**Data in this exercise**.

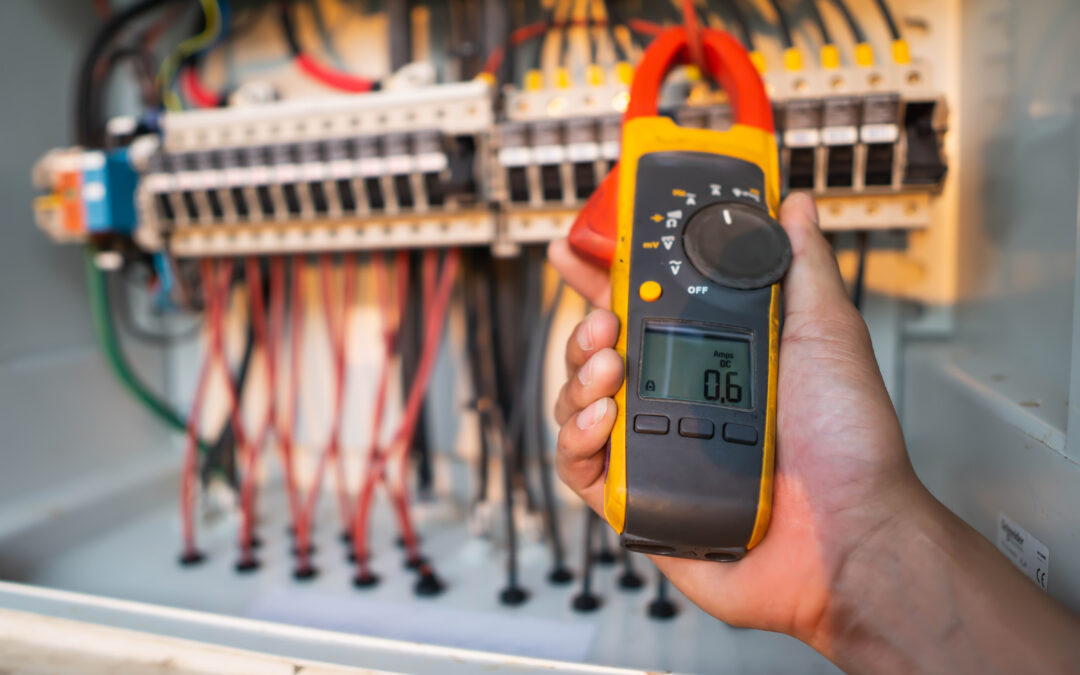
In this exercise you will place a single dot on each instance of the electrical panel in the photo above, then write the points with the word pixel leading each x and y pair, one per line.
pixel 347 207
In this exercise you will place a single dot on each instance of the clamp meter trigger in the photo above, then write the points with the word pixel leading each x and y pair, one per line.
pixel 687 224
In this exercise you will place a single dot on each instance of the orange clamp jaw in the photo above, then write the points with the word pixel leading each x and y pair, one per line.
pixel 595 229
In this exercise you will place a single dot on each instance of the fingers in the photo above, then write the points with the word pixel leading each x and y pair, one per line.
pixel 598 331
pixel 592 282
pixel 599 377
pixel 813 284
pixel 581 445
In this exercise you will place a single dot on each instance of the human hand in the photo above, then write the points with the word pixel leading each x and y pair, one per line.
pixel 841 473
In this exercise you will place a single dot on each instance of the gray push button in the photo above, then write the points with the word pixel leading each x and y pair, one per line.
pixel 651 423
pixel 693 428
pixel 740 433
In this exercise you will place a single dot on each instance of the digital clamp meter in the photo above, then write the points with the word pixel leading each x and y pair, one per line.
pixel 687 225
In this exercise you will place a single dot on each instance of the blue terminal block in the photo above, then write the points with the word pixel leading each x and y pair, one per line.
pixel 108 192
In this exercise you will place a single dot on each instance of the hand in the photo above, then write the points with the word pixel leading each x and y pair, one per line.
pixel 842 471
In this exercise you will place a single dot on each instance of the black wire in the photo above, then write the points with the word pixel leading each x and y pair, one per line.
pixel 785 28
pixel 547 484
pixel 661 586
pixel 493 423
pixel 853 25
pixel 889 18
pixel 412 338
pixel 620 52
pixel 288 28
pixel 144 67
pixel 745 35
pixel 221 456
pixel 820 22
pixel 862 244
pixel 473 269
pixel 590 555
pixel 132 329
pixel 89 97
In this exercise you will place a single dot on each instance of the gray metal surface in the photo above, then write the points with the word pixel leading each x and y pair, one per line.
pixel 987 415
pixel 55 391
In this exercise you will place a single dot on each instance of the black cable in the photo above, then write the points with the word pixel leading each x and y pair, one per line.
pixel 661 607
pixel 820 22
pixel 620 52
pixel 137 333
pixel 785 28
pixel 412 338
pixel 586 601
pixel 616 17
pixel 629 579
pixel 143 66
pixel 889 18
pixel 739 18
pixel 862 244
pixel 475 268
pixel 221 456
pixel 285 17
pixel 558 572
pixel 88 99
pixel 853 25
pixel 493 423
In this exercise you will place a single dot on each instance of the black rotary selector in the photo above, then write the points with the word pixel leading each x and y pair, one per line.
pixel 737 245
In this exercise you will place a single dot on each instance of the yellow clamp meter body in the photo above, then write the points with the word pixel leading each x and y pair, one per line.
pixel 696 275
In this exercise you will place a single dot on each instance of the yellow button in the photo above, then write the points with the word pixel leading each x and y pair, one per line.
pixel 650 292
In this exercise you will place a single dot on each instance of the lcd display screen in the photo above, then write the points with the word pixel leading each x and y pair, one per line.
pixel 691 363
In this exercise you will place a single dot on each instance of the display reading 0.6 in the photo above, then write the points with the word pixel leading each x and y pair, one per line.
pixel 688 363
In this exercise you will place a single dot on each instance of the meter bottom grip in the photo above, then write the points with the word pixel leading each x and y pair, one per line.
pixel 640 544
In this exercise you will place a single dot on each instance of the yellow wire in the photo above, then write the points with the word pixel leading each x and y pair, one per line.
pixel 164 79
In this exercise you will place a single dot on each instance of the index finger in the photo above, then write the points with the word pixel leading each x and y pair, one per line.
pixel 598 331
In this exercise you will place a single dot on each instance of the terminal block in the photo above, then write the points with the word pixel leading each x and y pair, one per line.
pixel 383 170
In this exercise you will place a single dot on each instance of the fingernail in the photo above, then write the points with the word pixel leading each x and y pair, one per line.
pixel 585 334
pixel 592 416
pixel 585 374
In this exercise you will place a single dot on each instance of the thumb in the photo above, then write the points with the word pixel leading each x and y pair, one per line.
pixel 813 284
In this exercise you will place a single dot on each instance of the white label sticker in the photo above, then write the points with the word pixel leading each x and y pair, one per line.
pixel 839 135
pixel 515 157
pixel 1026 552
pixel 550 154
pixel 801 137
pixel 879 133
pixel 583 151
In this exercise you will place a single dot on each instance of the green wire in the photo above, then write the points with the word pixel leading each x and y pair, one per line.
pixel 106 333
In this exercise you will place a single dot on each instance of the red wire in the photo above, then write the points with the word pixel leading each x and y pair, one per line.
pixel 517 37
pixel 644 27
pixel 194 90
pixel 247 488
pixel 336 332
pixel 215 288
pixel 191 444
pixel 391 313
pixel 693 35
pixel 334 79
pixel 332 451
pixel 287 432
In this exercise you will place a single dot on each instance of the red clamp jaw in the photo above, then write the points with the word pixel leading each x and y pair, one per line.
pixel 595 229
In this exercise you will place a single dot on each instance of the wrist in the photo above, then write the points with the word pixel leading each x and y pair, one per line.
pixel 881 572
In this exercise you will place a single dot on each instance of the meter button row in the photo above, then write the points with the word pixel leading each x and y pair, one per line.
pixel 657 424
pixel 740 434
pixel 693 428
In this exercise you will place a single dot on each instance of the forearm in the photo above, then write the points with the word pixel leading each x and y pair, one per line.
pixel 927 593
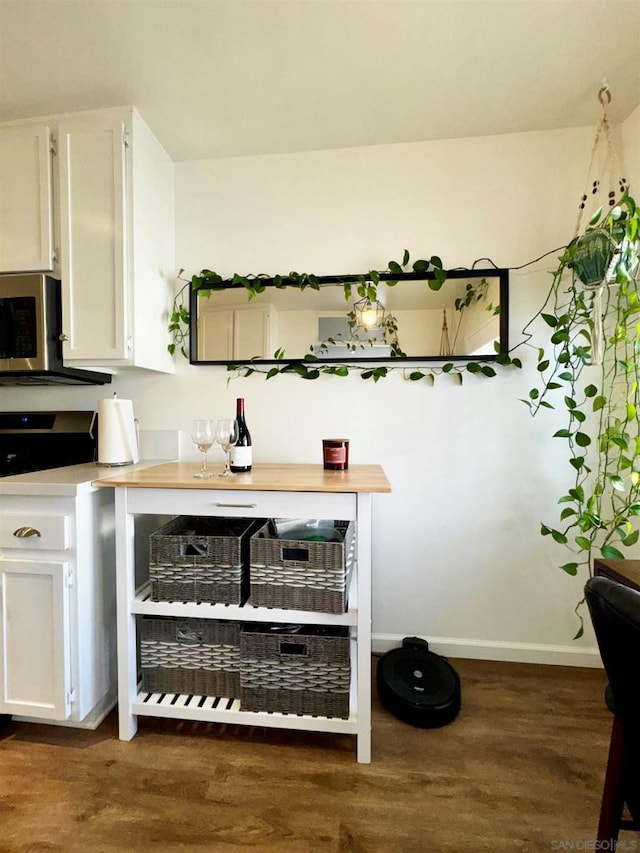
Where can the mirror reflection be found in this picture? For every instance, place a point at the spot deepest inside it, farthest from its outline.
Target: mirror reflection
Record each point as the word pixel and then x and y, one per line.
pixel 466 318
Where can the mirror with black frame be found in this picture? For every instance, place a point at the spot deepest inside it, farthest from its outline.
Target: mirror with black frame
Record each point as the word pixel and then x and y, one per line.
pixel 466 318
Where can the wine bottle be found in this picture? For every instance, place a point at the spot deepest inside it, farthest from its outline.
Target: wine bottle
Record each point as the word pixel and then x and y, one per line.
pixel 240 461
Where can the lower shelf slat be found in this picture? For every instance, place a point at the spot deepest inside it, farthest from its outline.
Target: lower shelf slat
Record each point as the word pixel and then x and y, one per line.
pixel 219 709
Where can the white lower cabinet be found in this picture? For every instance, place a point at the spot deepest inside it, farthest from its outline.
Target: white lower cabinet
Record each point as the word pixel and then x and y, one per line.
pixel 57 608
pixel 35 667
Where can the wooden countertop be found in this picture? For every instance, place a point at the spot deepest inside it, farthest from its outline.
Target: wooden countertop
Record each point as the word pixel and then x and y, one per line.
pixel 262 477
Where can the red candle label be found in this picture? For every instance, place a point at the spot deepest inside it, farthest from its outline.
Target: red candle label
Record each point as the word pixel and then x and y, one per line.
pixel 335 455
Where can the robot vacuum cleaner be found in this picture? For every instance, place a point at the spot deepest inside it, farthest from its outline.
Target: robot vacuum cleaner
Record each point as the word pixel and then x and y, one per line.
pixel 418 686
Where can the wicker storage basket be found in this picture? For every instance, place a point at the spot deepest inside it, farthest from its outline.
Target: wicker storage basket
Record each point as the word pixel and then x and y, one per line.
pixel 201 559
pixel 295 669
pixel 193 656
pixel 299 575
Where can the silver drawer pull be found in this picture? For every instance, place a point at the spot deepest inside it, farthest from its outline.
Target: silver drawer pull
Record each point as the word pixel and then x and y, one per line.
pixel 24 532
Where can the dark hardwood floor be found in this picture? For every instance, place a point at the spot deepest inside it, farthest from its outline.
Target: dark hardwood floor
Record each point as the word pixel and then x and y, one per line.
pixel 520 769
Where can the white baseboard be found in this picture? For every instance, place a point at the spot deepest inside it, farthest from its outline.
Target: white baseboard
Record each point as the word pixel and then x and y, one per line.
pixel 452 647
pixel 91 721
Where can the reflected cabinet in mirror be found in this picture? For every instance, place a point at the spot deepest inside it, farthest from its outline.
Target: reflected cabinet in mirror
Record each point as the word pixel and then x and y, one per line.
pixel 466 318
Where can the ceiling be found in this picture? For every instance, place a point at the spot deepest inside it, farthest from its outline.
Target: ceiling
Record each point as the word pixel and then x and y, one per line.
pixel 220 78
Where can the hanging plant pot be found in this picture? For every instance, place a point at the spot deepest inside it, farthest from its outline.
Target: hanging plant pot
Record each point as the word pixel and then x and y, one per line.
pixel 590 257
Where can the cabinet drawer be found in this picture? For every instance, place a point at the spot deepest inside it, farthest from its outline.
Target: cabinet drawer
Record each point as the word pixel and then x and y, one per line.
pixel 29 531
pixel 243 503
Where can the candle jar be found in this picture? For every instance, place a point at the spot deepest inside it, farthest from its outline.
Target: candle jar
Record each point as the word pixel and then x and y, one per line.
pixel 335 454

**Exercise**. Above is a listing; print exactly its lines from the one with "Where can the robot" through the one with "Target: wicker storage basket", and no other lines.

**Result for this task**.
Where can the robot vacuum cleaner be found in this picture? For every instance, place a point at the spot deepest inside it, farthest from its outline.
Target: robot vacuum cleaner
Record each point as the word pixel and then x and y, one per line.
pixel 418 686
Where can the wicker storage basket be found in this picture? For every instance, place a point at the spot deepest inside it, farthest from its outline.
Target: wicker storage basket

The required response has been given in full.